[Extracted data entries]

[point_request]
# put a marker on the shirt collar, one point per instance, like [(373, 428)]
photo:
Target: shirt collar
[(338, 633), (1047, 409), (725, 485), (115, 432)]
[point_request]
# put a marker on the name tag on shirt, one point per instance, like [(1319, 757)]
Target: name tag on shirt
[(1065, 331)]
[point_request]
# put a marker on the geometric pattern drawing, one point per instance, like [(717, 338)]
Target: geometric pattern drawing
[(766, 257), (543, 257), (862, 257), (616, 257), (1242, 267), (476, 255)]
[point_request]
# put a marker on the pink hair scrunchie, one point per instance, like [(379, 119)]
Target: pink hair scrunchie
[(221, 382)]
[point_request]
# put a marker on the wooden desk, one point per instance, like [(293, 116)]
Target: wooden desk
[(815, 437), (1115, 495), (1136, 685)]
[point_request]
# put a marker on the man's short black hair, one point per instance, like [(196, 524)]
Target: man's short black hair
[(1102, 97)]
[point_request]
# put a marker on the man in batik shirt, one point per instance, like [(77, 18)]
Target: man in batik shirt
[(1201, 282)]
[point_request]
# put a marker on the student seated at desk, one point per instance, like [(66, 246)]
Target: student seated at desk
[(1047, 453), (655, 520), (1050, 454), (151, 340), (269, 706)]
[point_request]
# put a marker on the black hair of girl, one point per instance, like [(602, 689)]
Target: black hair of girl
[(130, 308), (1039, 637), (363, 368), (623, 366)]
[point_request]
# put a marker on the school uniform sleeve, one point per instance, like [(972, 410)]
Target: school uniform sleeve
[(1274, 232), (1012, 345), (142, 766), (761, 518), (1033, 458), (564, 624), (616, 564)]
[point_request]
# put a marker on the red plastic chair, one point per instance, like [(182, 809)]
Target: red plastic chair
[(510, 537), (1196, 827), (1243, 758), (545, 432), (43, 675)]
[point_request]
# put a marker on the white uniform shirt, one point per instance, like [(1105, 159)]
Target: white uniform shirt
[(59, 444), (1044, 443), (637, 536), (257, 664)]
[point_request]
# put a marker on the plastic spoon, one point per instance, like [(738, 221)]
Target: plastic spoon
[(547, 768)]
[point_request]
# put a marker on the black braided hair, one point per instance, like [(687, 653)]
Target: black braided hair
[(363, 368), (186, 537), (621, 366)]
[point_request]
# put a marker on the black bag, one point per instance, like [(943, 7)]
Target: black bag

• Exercise goal: Rewrite the entries above with each occurrence of "put a marker on" changed to "place a dot on", keeping every other character the same.

• Final answer:
[point_request]
# place a dot on the shirt collar, one point per instance, like [(373, 428)]
photo:
Target: shirt collar
[(338, 633), (1047, 409), (725, 485), (115, 432)]
[point_request]
# place a dot on the name tag on shirt, one point per instance, like [(1319, 757)]
Target: name tag on shirt
[(1065, 331)]
[point_request]
# place a dot on the geometric pattern drawing, one point per instance, like [(717, 338)]
Target: geometric pattern drawing
[(766, 257), (543, 257), (862, 257), (616, 257), (1242, 267), (476, 255)]
[point_request]
# place a dot on the pink hair scrunchie, one point per instance, like [(379, 119)]
Target: pink hair scrunchie
[(221, 382)]
[point_request]
# place a dot on the wooden desk, one point per instance, like [(293, 116)]
Target: wooden desk
[(815, 437), (1115, 495), (1136, 685)]
[point_request]
# place a dot on the man's short black hair, one point per instance, like [(196, 524)]
Target: man's short black hair
[(1102, 97)]
[point_request]
# place a dot on the man in batik shirt, one point per instance, like [(77, 18)]
Target: man in batik shirt
[(1201, 282)]
[point_request]
# place a dot on the student seated at desk, one point per instance, like [(66, 246)]
Target: student seated at desk
[(1047, 453), (655, 520), (1050, 454), (151, 340), (269, 706)]
[point_request]
# place a dot on the black hair of girl, one point per instance, like [(602, 689)]
Target: black hair of girl
[(130, 308), (1039, 637), (363, 368), (623, 366)]
[point_request]
# place a dot on the school uniform sleeve, one point per instance, like [(972, 410)]
Target: school uniform sleeve
[(1274, 232), (1012, 345), (142, 766), (761, 518), (1033, 458), (564, 624), (616, 564)]
[point_request]
# place a dot on the red plastic chair, one point per instance, like [(182, 809)]
Target: red plastic chair
[(510, 537), (1196, 827), (1243, 758), (545, 432), (43, 675)]
[point_request]
# place a dot on the white uniform shirt, one point per instance, like [(1105, 159)]
Target: white uniform shirt
[(59, 444), (1044, 443), (637, 536), (257, 664)]
[point_request]
# place a dot on the plastic spoon, one point per instance, like [(738, 221)]
Target: plastic spoon
[(547, 768)]
[point_request]
# place a dot on the black braided hair, one point per instance, like [(687, 653)]
Target: black braided hair
[(363, 368), (186, 537), (621, 366)]
[point_request]
# place a dot on the black bag, one point per instance, like [(943, 7)]
Target: black bag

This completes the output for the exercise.